[start]
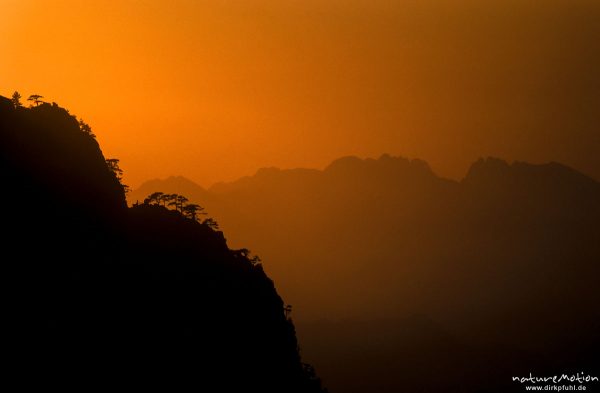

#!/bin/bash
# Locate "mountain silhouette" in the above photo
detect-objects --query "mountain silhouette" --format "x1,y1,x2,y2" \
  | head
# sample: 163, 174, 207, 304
0, 97, 323, 392
132, 155, 600, 392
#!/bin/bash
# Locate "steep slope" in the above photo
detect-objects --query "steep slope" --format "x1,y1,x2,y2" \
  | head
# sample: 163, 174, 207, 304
132, 155, 600, 392
0, 97, 321, 392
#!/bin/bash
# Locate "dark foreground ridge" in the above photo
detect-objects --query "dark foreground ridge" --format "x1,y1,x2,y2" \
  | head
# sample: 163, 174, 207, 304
0, 97, 322, 392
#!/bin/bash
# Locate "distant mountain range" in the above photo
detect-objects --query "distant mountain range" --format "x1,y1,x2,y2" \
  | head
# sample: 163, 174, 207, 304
129, 155, 600, 392
0, 94, 324, 393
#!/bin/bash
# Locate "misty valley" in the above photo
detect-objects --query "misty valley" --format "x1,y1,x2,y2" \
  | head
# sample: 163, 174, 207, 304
0, 96, 600, 393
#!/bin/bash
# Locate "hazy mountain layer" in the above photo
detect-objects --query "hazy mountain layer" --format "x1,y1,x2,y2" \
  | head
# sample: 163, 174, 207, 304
0, 97, 321, 392
130, 155, 600, 392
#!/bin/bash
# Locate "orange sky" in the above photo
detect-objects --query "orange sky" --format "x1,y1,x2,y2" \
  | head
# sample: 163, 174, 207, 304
0, 0, 600, 187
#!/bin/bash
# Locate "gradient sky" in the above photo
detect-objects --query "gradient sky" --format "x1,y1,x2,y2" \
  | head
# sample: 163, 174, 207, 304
0, 0, 600, 187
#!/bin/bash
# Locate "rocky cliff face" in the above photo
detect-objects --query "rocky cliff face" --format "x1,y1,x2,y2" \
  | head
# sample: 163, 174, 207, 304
0, 97, 321, 392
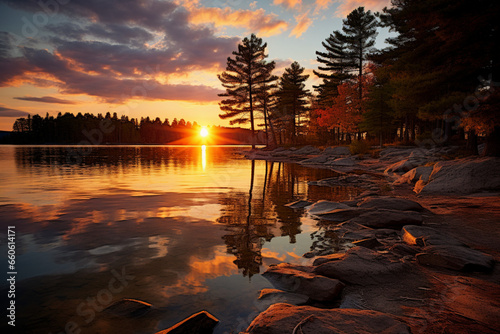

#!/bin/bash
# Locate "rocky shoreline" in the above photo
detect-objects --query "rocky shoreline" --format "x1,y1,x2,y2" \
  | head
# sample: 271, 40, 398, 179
98, 146, 500, 334
238, 146, 500, 334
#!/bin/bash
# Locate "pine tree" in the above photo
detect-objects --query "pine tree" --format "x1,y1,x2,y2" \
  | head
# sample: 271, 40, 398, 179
277, 62, 310, 143
218, 34, 275, 148
313, 31, 354, 90
335, 7, 378, 99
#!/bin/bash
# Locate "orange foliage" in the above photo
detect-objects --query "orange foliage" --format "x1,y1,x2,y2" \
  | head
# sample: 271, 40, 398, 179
316, 73, 373, 133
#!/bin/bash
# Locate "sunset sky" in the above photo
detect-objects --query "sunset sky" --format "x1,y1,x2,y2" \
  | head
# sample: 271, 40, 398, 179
0, 0, 390, 130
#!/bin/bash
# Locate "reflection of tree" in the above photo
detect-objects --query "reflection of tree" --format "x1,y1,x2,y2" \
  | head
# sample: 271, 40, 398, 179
269, 162, 302, 243
217, 160, 274, 277
217, 161, 356, 277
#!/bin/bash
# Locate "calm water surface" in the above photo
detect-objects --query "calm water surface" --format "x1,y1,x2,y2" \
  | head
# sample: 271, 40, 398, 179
0, 146, 358, 334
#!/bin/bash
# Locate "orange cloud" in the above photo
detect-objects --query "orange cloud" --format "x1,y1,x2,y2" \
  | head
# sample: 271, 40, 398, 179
189, 7, 288, 37
273, 0, 302, 9
315, 0, 332, 11
336, 0, 391, 17
290, 11, 312, 38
[end]
Directions: Return, line for line, everything in the records from their start down through the line containing "0, 94, 324, 393", including that line. Leave the pictures out of your answer.

Solution for this problem:
#!/bin/bash
# Locate "mountain silhouette" in the above photo
detect-objects --query "mountain silhouette" --format "x1,y1,x2,y2" \
  | head
# sample: 163, 174, 207, 304
0, 97, 323, 392
132, 155, 600, 392
#!/bin/bash
# Locate "steep slope" in the above photo
detect-objects --query "steep slope" --format "x1,y1,x2,y2" \
  | head
# sample: 163, 174, 207, 304
132, 155, 600, 392
0, 97, 321, 392
#!/bin/bash
# Locate "dark foreground ridge" in the above photo
detect-objects --query "dark foreground ridge" --format "x1,y1,x2,y2" \
  | head
# sample: 163, 174, 207, 304
0, 97, 322, 392
#!/bin/bash
# Locate "distant mountain range" in the above photo
detect-objects --query "distant mountain range" --format "x1,y1,x2,y2" \
  | head
# sample: 163, 174, 207, 304
129, 155, 600, 392
0, 94, 324, 393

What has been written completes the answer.